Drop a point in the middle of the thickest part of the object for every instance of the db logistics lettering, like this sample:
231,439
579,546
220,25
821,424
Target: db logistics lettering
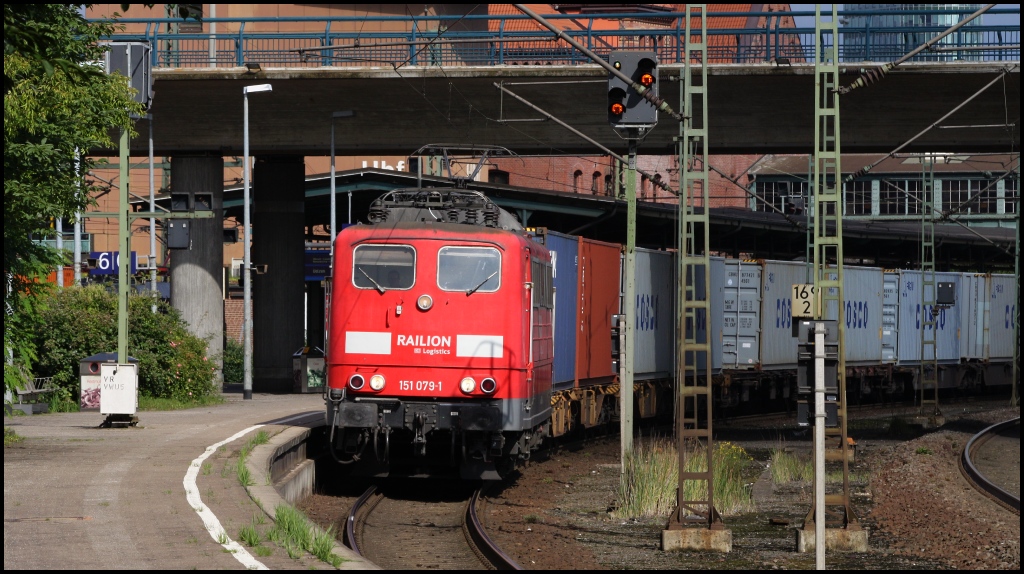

AIM OF THE TASK:
The material above is to be transcribed exactly, with all pictures omitted.

ANSWER TO THE PROBLEM:
Drop a point in the middle of the thickest part of the object for every instance of the db logistics lettering, like this sample:
231,439
579,546
220,25
821,424
Target: db logistics lettering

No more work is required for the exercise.